→ **Goal**: Quote verbatim the stretch of the records below from the line containing "Point out the baby's shoulder" through the line containing "x=258 y=268", including both of those lines. Leave the pictures out of the quoted text.

→ **Source records**:
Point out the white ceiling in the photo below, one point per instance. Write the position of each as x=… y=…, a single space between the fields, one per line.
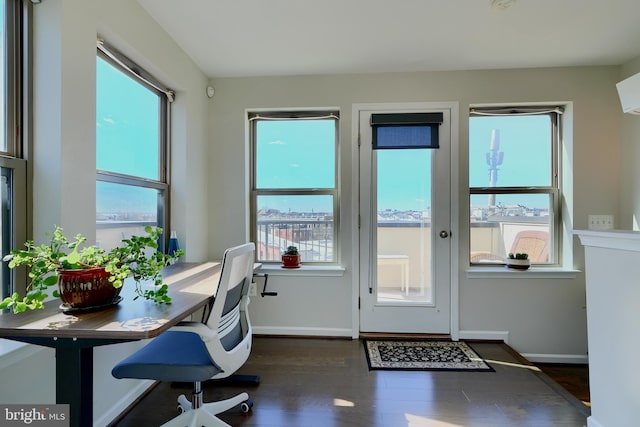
x=230 y=38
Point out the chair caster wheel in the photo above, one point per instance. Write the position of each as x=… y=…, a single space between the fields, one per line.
x=246 y=406
x=183 y=404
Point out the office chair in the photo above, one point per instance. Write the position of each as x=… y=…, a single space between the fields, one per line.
x=195 y=351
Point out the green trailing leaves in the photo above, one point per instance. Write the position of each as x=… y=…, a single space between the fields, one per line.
x=136 y=257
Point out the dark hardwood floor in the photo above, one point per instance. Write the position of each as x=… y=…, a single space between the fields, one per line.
x=326 y=382
x=573 y=378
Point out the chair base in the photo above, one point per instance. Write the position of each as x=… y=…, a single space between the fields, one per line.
x=205 y=415
x=252 y=380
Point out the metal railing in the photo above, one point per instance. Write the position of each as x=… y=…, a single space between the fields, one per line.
x=313 y=238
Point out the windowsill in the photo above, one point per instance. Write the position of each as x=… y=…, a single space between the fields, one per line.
x=503 y=272
x=304 y=270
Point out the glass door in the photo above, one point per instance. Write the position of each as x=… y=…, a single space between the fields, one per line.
x=404 y=234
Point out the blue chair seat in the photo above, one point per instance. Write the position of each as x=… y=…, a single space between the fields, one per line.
x=172 y=356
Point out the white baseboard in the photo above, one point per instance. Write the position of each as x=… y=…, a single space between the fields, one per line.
x=315 y=332
x=582 y=359
x=122 y=404
x=484 y=335
x=591 y=422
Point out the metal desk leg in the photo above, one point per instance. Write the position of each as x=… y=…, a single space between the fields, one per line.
x=74 y=383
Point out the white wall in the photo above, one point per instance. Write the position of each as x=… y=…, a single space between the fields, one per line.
x=540 y=316
x=210 y=171
x=630 y=158
x=64 y=117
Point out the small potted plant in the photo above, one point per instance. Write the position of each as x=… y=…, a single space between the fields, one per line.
x=291 y=258
x=518 y=261
x=90 y=277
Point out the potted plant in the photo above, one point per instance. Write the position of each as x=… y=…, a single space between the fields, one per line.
x=291 y=258
x=89 y=277
x=518 y=261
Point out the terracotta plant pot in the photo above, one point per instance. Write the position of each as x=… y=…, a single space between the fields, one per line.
x=291 y=261
x=86 y=288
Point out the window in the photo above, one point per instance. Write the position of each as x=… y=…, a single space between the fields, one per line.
x=514 y=184
x=13 y=178
x=131 y=145
x=294 y=191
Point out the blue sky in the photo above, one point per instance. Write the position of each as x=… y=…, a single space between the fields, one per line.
x=127 y=129
x=299 y=152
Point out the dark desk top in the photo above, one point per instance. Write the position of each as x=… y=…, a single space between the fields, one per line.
x=191 y=286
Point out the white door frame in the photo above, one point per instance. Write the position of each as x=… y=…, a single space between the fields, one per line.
x=455 y=202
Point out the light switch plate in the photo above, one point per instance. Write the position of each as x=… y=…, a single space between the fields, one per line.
x=600 y=222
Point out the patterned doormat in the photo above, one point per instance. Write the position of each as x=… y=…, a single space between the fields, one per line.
x=420 y=355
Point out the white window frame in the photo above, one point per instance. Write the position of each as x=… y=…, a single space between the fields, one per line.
x=299 y=114
x=554 y=190
x=15 y=216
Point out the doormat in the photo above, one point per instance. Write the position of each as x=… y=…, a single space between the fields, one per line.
x=420 y=355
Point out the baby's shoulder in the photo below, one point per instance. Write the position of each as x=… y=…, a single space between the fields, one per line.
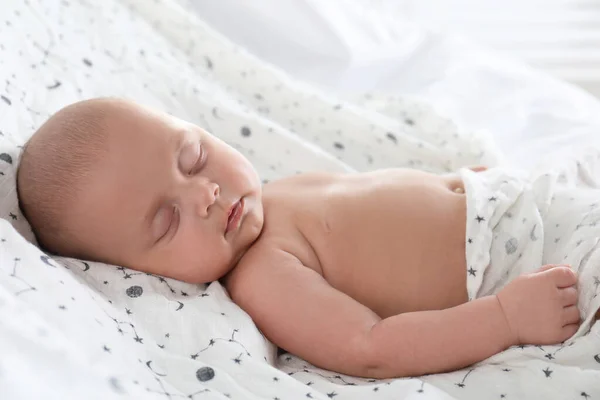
x=258 y=268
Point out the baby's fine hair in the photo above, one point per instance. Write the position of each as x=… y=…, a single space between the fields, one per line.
x=53 y=169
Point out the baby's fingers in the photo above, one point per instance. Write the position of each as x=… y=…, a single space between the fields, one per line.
x=568 y=296
x=571 y=315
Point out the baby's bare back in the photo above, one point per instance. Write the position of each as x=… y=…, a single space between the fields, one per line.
x=394 y=240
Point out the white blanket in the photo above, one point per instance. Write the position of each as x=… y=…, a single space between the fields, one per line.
x=72 y=329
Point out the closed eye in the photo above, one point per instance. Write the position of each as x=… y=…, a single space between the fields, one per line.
x=199 y=161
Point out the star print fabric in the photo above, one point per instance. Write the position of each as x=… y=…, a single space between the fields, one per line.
x=517 y=222
x=72 y=329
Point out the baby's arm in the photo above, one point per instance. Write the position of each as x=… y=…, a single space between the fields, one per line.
x=297 y=309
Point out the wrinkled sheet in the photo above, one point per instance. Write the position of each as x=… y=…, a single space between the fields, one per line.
x=75 y=329
x=353 y=46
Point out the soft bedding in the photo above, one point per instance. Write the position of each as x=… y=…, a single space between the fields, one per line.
x=76 y=329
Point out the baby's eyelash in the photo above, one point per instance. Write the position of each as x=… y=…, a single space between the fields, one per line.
x=198 y=164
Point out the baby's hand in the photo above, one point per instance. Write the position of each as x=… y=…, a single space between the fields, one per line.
x=541 y=307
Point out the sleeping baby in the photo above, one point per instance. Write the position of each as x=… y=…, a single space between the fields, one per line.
x=389 y=273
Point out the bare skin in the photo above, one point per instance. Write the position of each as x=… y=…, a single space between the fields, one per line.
x=362 y=274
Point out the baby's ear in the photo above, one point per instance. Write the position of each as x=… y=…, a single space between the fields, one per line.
x=478 y=168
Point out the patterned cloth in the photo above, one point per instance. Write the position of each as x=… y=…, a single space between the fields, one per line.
x=517 y=223
x=71 y=329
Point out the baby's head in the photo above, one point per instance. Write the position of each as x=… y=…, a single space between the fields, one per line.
x=112 y=181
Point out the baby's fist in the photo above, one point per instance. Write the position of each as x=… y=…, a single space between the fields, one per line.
x=541 y=307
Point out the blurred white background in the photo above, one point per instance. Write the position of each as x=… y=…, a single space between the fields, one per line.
x=558 y=36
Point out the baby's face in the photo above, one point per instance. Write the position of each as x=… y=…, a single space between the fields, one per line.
x=170 y=199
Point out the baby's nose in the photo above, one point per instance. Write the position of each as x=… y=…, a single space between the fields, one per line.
x=205 y=197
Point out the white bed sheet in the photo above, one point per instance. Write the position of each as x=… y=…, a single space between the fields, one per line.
x=355 y=46
x=71 y=329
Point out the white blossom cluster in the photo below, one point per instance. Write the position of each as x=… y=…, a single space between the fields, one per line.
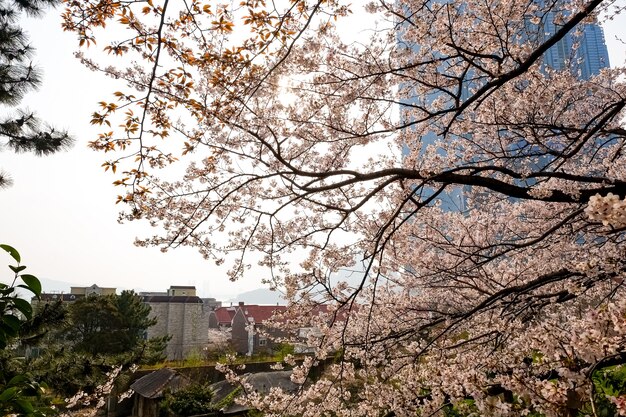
x=610 y=210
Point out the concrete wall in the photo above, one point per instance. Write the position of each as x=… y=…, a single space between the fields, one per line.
x=186 y=323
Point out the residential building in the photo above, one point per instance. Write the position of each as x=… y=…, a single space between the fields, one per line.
x=75 y=294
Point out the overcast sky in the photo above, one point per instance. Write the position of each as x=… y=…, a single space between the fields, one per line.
x=60 y=213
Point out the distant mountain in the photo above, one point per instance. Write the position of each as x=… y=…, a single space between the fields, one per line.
x=258 y=296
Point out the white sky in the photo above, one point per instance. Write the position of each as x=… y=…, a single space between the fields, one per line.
x=60 y=213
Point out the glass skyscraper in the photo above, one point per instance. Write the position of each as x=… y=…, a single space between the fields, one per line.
x=587 y=59
x=583 y=50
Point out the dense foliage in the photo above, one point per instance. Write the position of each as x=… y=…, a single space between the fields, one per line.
x=101 y=333
x=20 y=393
x=20 y=129
x=192 y=400
x=482 y=191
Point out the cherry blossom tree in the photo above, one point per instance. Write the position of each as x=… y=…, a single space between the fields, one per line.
x=306 y=155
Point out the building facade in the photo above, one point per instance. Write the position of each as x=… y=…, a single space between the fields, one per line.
x=184 y=318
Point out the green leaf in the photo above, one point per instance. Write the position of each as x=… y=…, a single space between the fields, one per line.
x=17 y=269
x=24 y=307
x=25 y=405
x=12 y=251
x=17 y=379
x=12 y=321
x=8 y=393
x=33 y=283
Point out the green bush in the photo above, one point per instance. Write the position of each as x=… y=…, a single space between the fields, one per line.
x=189 y=401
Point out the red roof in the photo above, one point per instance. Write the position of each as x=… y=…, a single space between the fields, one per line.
x=225 y=315
x=261 y=313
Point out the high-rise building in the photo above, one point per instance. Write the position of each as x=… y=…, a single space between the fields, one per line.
x=583 y=50
x=585 y=60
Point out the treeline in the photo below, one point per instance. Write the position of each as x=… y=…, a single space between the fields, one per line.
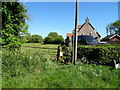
x=52 y=38
x=15 y=30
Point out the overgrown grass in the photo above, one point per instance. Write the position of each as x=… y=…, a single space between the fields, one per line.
x=35 y=70
x=42 y=48
x=40 y=45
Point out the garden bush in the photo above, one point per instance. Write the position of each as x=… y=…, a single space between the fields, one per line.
x=103 y=55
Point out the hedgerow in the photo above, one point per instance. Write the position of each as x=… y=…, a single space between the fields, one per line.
x=103 y=55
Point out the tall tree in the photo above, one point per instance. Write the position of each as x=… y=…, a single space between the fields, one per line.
x=13 y=23
x=113 y=28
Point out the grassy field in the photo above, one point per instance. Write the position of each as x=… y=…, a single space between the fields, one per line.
x=27 y=69
x=50 y=49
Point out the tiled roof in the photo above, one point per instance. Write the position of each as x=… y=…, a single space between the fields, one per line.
x=69 y=34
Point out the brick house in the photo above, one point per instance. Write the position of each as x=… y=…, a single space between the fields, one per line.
x=85 y=29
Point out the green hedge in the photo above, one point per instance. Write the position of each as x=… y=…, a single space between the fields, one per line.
x=99 y=54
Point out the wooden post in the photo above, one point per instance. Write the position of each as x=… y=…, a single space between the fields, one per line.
x=58 y=53
x=75 y=35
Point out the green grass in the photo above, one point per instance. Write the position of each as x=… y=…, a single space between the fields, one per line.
x=52 y=52
x=27 y=69
x=40 y=45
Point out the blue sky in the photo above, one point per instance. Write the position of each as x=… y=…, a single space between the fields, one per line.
x=46 y=17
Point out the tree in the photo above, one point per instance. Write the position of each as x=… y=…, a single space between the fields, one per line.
x=13 y=23
x=113 y=28
x=53 y=38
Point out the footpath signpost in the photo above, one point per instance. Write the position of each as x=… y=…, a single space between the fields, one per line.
x=74 y=57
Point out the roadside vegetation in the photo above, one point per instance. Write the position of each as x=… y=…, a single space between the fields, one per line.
x=28 y=69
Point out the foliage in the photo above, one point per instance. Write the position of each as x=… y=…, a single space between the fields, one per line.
x=36 y=39
x=53 y=38
x=36 y=70
x=67 y=54
x=13 y=23
x=113 y=28
x=116 y=24
x=99 y=54
x=50 y=49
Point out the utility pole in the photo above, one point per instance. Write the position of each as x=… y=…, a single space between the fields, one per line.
x=74 y=58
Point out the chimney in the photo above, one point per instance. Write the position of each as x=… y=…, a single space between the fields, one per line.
x=87 y=20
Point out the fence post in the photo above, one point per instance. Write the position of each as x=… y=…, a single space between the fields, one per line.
x=58 y=53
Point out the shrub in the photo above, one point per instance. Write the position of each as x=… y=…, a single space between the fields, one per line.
x=99 y=54
x=16 y=62
x=53 y=38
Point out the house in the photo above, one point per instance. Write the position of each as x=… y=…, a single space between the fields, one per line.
x=85 y=29
x=111 y=38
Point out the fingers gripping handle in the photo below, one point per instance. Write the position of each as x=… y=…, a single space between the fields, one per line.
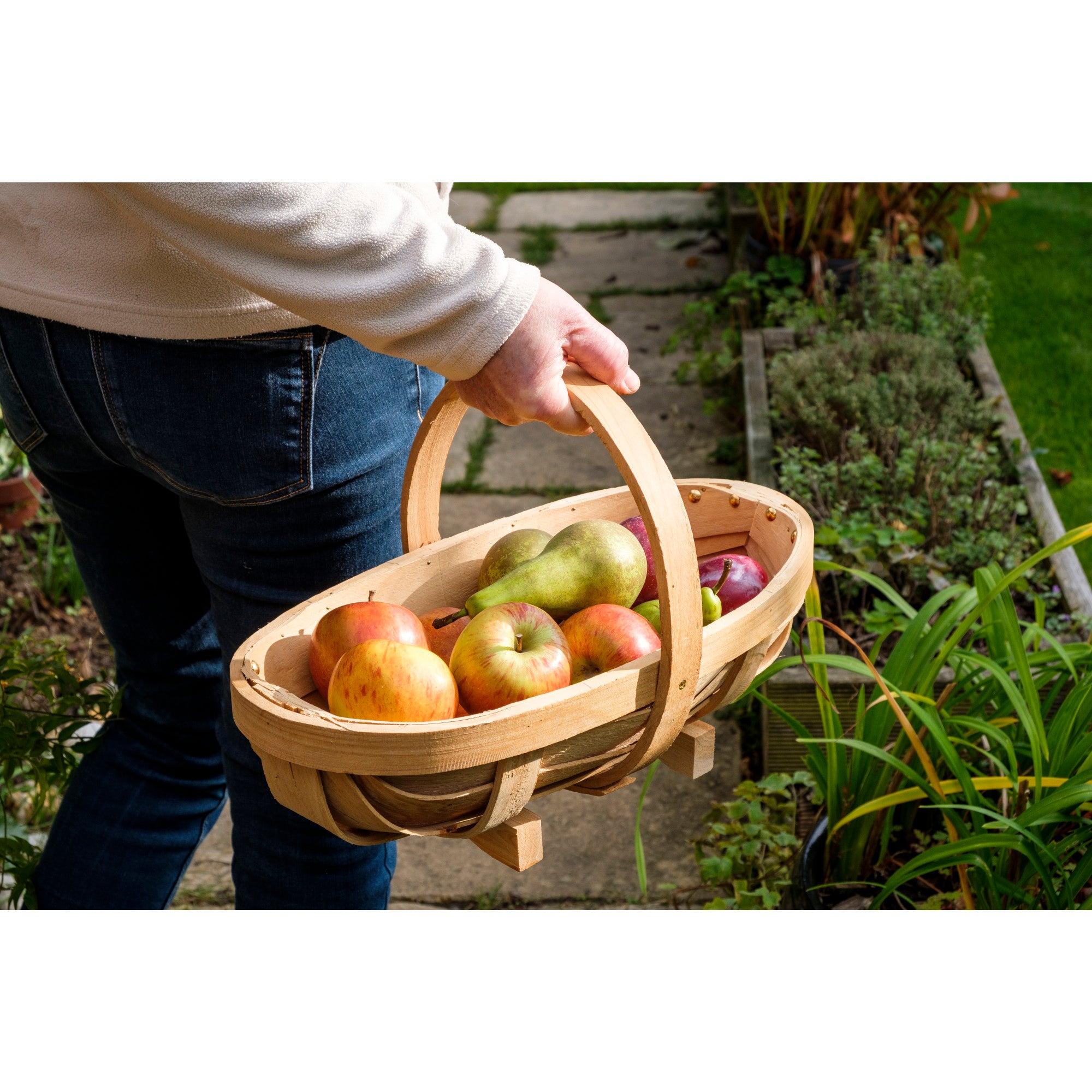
x=659 y=502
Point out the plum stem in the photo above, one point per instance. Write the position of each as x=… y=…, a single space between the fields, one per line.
x=725 y=576
x=448 y=620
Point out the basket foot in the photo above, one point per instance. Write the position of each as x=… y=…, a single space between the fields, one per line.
x=517 y=844
x=692 y=755
x=588 y=791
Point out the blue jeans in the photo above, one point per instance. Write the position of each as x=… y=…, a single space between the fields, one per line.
x=206 y=486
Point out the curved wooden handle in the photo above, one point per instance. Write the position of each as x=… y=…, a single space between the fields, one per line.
x=658 y=501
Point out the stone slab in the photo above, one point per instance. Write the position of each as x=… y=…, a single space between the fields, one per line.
x=470 y=429
x=672 y=414
x=588 y=842
x=589 y=845
x=569 y=209
x=462 y=512
x=209 y=876
x=535 y=457
x=468 y=207
x=596 y=262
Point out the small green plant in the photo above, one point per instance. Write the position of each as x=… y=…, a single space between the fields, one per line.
x=43 y=704
x=54 y=566
x=643 y=873
x=747 y=847
x=539 y=245
x=1016 y=721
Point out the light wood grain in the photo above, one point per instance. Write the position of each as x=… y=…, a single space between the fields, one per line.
x=474 y=776
x=692 y=755
x=518 y=842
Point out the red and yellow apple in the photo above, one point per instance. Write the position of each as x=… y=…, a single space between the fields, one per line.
x=353 y=624
x=387 y=681
x=607 y=636
x=509 y=652
x=443 y=640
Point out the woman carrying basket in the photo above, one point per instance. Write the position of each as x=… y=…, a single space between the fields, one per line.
x=219 y=385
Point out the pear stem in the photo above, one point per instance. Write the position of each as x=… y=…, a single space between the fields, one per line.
x=725 y=576
x=448 y=620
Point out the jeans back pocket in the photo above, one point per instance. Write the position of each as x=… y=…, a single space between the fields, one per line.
x=19 y=419
x=229 y=421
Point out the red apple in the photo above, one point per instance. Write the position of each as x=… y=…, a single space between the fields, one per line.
x=509 y=652
x=745 y=580
x=442 y=642
x=636 y=526
x=607 y=636
x=387 y=681
x=353 y=624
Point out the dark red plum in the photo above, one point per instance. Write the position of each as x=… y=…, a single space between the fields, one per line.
x=745 y=580
x=636 y=526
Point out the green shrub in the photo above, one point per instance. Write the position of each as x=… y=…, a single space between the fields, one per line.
x=43 y=703
x=891 y=293
x=747 y=847
x=981 y=791
x=896 y=458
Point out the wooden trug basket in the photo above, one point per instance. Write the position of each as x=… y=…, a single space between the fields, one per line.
x=372 y=781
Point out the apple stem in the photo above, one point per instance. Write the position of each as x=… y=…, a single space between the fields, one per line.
x=448 y=620
x=725 y=576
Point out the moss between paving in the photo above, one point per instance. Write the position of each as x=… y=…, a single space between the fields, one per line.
x=1038 y=256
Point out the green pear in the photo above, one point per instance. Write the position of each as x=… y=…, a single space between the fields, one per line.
x=710 y=607
x=587 y=563
x=650 y=611
x=509 y=552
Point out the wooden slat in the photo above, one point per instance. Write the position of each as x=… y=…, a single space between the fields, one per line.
x=692 y=755
x=289 y=727
x=518 y=842
x=606 y=791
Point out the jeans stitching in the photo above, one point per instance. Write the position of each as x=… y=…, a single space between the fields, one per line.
x=64 y=390
x=282 y=493
x=39 y=434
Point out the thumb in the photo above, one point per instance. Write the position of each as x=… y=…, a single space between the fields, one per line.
x=603 y=355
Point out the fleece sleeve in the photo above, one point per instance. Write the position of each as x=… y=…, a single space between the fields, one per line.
x=370 y=262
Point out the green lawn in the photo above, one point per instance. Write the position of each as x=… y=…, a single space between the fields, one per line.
x=1039 y=260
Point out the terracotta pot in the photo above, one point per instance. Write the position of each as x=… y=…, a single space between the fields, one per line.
x=18 y=503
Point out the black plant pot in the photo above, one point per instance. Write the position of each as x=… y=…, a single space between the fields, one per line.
x=808 y=872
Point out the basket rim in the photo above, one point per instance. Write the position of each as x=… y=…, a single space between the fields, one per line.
x=290 y=728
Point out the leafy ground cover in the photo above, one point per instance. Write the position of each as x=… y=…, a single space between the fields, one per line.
x=1038 y=257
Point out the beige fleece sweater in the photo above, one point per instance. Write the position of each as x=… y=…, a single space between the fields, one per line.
x=382 y=263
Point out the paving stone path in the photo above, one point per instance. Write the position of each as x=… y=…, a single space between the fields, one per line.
x=643 y=259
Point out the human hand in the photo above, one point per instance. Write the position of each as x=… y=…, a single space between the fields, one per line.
x=524 y=381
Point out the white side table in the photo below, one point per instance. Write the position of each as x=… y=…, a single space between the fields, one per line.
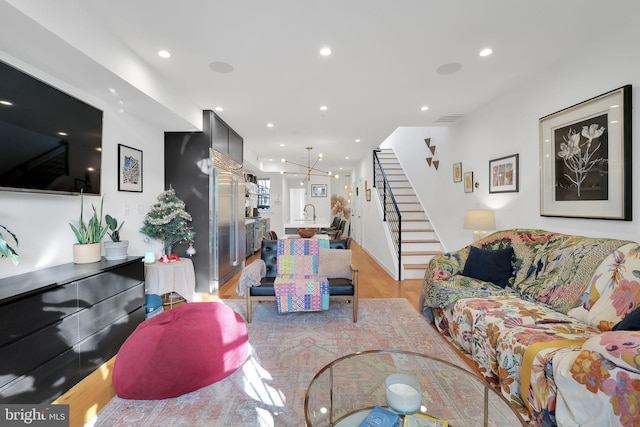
x=177 y=276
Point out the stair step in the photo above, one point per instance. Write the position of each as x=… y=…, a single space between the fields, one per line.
x=415 y=266
x=421 y=241
x=408 y=220
x=422 y=253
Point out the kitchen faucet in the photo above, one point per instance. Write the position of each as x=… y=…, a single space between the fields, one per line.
x=314 y=210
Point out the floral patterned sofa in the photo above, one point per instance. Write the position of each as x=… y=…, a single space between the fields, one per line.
x=553 y=339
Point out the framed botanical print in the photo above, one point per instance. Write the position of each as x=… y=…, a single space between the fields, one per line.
x=585 y=159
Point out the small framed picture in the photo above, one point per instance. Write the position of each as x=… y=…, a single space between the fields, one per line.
x=318 y=190
x=585 y=159
x=503 y=175
x=457 y=172
x=468 y=182
x=129 y=169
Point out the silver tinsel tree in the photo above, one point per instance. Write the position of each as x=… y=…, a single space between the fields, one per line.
x=167 y=221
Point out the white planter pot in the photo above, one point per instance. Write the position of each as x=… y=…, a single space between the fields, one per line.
x=116 y=250
x=86 y=254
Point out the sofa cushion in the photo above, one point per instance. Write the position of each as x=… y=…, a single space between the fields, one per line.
x=631 y=322
x=334 y=263
x=180 y=351
x=490 y=265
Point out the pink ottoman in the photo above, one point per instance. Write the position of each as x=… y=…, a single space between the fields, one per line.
x=181 y=350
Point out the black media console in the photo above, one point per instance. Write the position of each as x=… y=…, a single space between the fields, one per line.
x=58 y=324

→ **The output**:
Point out the baby's shoulder in the photo below, one point per instance. Write the position of each as x=… y=…, a single space between the fields, one per line.
x=258 y=268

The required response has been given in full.